Olanı sevmek

Kendinizi ve duygularınızı daha iyi anladıkça, olanı daha fazla seveceksiniz... Baruch Spinoza

Sara YANAROCAK Kavram
29 Mayıs 2013 Çarşamba

Bu hafta çok değişik ve farklı duygular yaşadım. Hafta başı eşimle bir tatile çıktık. Herşey çok güzelken, aniden korkunç bir baş ağrısı, üşüme nöbeti ve yüksek ateşle, otelde yatak döşek hale geldim. Uzun zamandır, birlikte kişisel gelişim çalışmaları yaptığım, çok eski bir okul arkadaşımın sözleri aklıma düştü. Galiba benim ruhuma bir virüs dadanmıştı. Çünkü uzun yol boyunca kafamdan türlü çeşit olumsuz düşünceler, beni acıtan anılar geçit resmi yapmıştı. Neden? Niçin? Bilmem ki? Belki de bedenimin aylaklığında, zihnim fazla mesai yapıp, dejavü turlarına çıkmıştı sanırsam...

O akşamı yorgun argın, ateşli ve sıkıntılı geçirdikten sonra, derin nefesler alıp ruhumu aklaştırmaya karar verdim. Sabah kalktığımda eski ben ve normal ateşim, bedenimle bütünleşmiş, kendimi sağaltmayı başarmıştım…

 Sonraki günler sakince akıp gitti; nedir ki bir akşamüzeri gelen bir telefon ile "merhaba hüzün" yine yanıma sokuluvermeye karar verdi. Çocukluğumun zamanlarına ait çok sevdiğim bir dostumuz  gitmişti. Hemen kendimi karşıma alıp, elimde olan iyi duygularla beslemeye başladım. Evet, o kişi gitmişti ama güzel, çoluklu çocuklu, torunlu bir yaşamı olmuştu. Sevilmişti, saygı görmüştü, yaşını almıştı. O vakit üzülmek yerine, onu sevgi ve şefkatle yâd etmeye karar verdim. O anılarımda her zaman, o yıllardaki mutlu ve güler yüzlü haliyle yaşayacaktı. Elimde olana sarılıp, olmayana hüzünlenmek arasında tercih kullandım kısacası...

 Tatil bitti, eve döndük, bu kez gündeme bir düğün oturdu. Sevgili kuzenlerimizin, melek yüzlü kızları evlendi. Bu düğün yeni bir şükür vesilesi oldu. Çocuklarımızın yetişkin ve saygın kişiler olup, çiçek açmalarını izlemek harika bir şey. İşte  önüne gelen, ellerinde olanı görmek ve yaşamında olumlama yapmak  böyle bir şey.

 Aslında bu yaşamı, cehennem kıvamına sokup yaşayan bizzat bizleriz. Hepimiz hem kendimizin hem de etrafımızdaki herkesin, yaşamlarına burnumuzu soktuğumuz zaman, hem kendimize hem de etrafımıza gereksiz sıkıntı yüklüyoruz.

 Şunu kendimize öğretsek ne güzel olur. Kimseye karışmamak, hayatlarına müdahale etmemek, kendi doğrularımızı onlara dayatmamak."BANA NE?" diyebilmek.
* * * * * * * * *
* [Alıştırma görevleri]
(a) Satırlarda "the rock cliff" ifadesinin geçtiği satırdan başlayıp son satır da dahil olmak üzere satırların sonuna kadar olan bölümü hiç değiştirmeden yazın.
(b) Olanı sevmek üzerine yazıyı kaldığı yerden alıp devam ettirin.
Yazı ile satırlar birbirinden tamamen bağımsızdır.
* * * * * * * * *
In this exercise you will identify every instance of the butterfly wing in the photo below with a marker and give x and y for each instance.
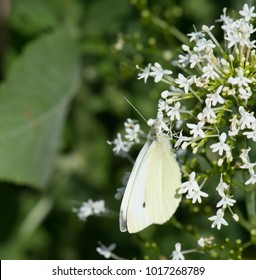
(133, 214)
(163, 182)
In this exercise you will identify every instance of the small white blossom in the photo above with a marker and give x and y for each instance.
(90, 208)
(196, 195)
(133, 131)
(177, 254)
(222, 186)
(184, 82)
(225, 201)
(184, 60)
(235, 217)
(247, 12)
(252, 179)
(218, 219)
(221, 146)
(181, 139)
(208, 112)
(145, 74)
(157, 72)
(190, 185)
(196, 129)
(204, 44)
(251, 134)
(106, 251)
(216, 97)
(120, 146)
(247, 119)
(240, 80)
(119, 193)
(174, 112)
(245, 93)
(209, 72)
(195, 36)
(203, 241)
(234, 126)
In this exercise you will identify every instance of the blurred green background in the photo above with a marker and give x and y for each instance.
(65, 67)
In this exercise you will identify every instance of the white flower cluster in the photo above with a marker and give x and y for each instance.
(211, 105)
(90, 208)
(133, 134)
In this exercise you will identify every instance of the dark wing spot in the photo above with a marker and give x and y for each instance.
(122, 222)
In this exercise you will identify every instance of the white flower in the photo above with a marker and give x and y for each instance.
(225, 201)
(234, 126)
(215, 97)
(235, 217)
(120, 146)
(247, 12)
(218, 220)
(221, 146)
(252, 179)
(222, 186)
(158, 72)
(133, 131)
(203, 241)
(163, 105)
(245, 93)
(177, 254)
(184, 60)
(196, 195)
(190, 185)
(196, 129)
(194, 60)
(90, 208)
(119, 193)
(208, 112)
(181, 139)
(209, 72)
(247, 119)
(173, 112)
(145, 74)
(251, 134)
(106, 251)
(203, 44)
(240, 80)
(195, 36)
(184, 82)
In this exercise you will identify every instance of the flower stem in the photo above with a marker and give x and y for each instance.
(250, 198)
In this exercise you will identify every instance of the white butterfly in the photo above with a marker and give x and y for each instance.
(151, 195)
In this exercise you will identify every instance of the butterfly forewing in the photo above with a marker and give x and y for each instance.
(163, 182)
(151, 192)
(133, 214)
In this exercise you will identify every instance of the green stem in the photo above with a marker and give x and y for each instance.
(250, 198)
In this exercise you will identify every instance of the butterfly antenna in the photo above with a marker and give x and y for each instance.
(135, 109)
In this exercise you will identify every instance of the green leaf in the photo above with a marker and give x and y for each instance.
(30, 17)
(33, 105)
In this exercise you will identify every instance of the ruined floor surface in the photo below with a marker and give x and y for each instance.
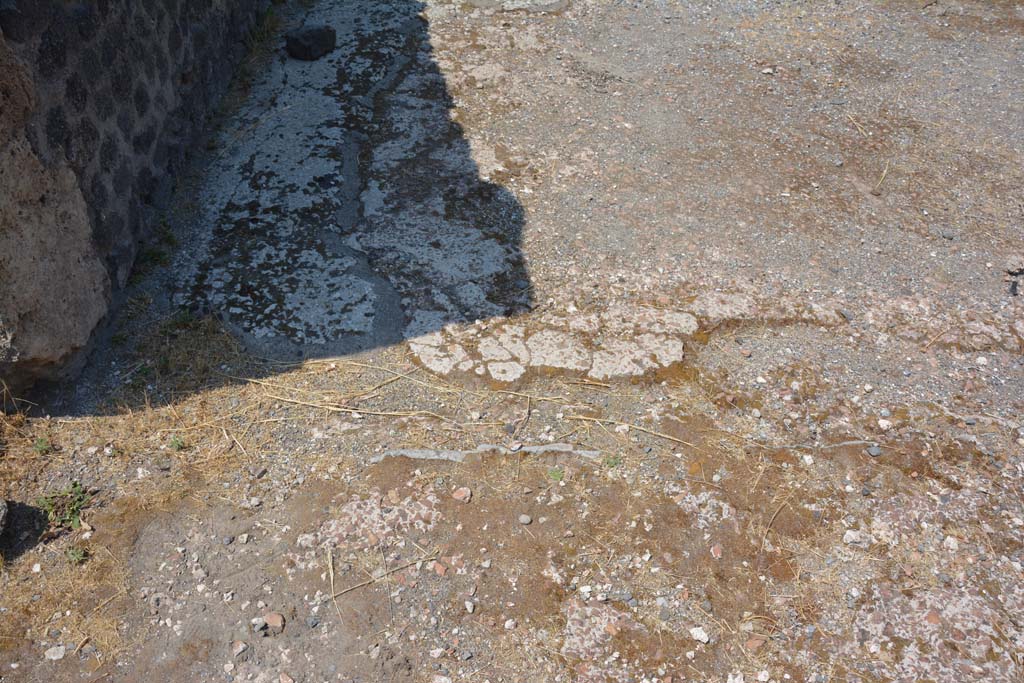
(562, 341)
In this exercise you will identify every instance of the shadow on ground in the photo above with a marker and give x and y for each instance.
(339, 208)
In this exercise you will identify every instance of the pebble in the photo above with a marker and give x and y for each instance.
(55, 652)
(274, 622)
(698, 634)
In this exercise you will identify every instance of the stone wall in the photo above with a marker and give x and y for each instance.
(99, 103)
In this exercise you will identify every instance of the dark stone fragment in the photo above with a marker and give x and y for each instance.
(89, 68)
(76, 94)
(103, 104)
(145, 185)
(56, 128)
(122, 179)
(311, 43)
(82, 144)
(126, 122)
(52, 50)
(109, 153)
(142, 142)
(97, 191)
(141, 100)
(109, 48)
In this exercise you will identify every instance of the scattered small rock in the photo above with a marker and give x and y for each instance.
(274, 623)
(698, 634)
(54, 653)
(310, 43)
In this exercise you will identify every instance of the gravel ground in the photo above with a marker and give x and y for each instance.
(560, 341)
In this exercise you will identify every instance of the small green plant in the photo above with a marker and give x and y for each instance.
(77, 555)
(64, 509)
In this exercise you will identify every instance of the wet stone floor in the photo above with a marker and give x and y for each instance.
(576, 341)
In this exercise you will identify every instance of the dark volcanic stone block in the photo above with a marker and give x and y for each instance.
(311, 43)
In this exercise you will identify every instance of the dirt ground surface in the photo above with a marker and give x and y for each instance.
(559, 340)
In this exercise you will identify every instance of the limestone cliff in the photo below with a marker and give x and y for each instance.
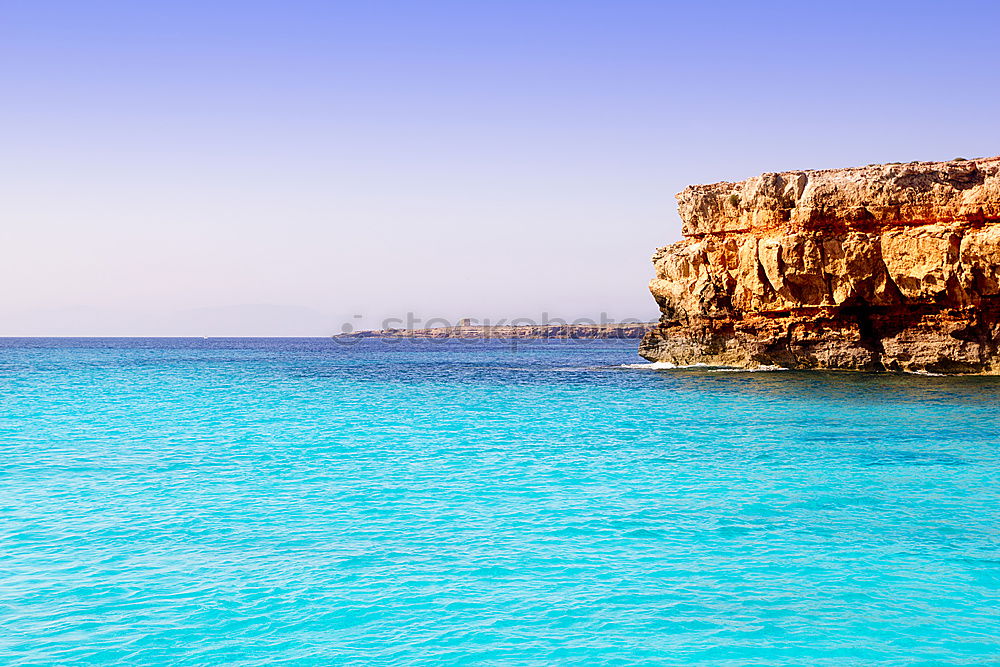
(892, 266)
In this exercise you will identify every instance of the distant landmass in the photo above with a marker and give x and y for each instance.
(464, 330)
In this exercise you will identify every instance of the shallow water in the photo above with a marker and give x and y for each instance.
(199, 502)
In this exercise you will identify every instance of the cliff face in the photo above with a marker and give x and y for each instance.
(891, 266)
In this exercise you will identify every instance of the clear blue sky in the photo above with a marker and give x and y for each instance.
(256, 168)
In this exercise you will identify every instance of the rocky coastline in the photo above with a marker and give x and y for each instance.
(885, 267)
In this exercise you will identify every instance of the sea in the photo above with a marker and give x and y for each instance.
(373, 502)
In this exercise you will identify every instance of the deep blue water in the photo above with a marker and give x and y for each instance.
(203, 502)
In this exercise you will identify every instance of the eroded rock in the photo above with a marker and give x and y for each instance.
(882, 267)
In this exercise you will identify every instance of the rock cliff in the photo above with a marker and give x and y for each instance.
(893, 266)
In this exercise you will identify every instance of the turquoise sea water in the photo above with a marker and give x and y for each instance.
* * * * * * * * *
* [Alıştırma cevapları]
(a)
In this exercise you will identify every instance of the rock cliff in the photo above with a marker and give x and y for each instance.
(893, 266)
In this exercise you will identify every instance of the turquoise sea water in the photo above with a marker and give x and y for each instance.

(b)
Bu kesinlikle bencillik değil, tam tersine, hem kendini hem de karşındakini özgürleştirmiş oluyorsun. Ben sanki süpermenmişim gibi, herkesi korumaya almak zorunda mıyım? Kontrol hep bende olmak zorunda mı? Tabii ki hayır. Bırak herkes hayatını dilediğince yaşasın. Belki  sana ters gelen ona iyi geliyordur... Bunu becerebildiğin zaman, kendini özgürleştirdiğin gibi, onu da boyunduruktan  kurtarmış olacaksın.

 "Bana ne?" derken, bunu kendi  hayatımızın akışında da uygulamak gerek. Hayatımızdaki açmazları  sürekli düşünüp, dertlenecek yerde, onları içselleştirip kabullenirsek, hiçbirinin bizleri fazlaca etkilemeyeceğini keşfedeceğiz.

 Elimizde olan artı ve eksileri olduğu gibi kabullendiğimiz zaman, önümüzde kapı, duvar olmayan, ferah ve aydınlık bir yola çıkacağımız kesin. Kapılar, duvarları koyan hep biziz. Onların ardında tutsak kalan da biziz. Kendi zihnimizin koyduğu asma kilitlerin ardında, müebbet hapislerde ömrümüzü tüketiyoruz.

 Hayat bir akış. Herşey akışta.Biz istersek yaşam seyrü-seferimizi fırtınalı,dalgalı denizlerde,bata çıka yaşarız veya vira yelken akıp gideriz.

Elimizde olanı kabullenmek, kızdığımız durumlarda empati yapmak, başımıza bir sıkıntı veya güzellik geldiği zaman bizi bizden almaz. Hem  ruhumuz  kirlenmez, gönlümüz çırpınmaz, karakterimiz sağlam kalır. Herşey bizim elimizde, kendimize yardım etmeliyiz. Aptalca negatif yüklerle kendimize çelme takmaktan vazgeçmeliyiz. Kendimizi ve duygularımızı kontrol altına alıp, hayatı kabullenirsek, olanı sevmeyi başaracağız.

 Hadi bakalım, hem bana hem sizlere kolay gelsin. Vira yelken hayatlara...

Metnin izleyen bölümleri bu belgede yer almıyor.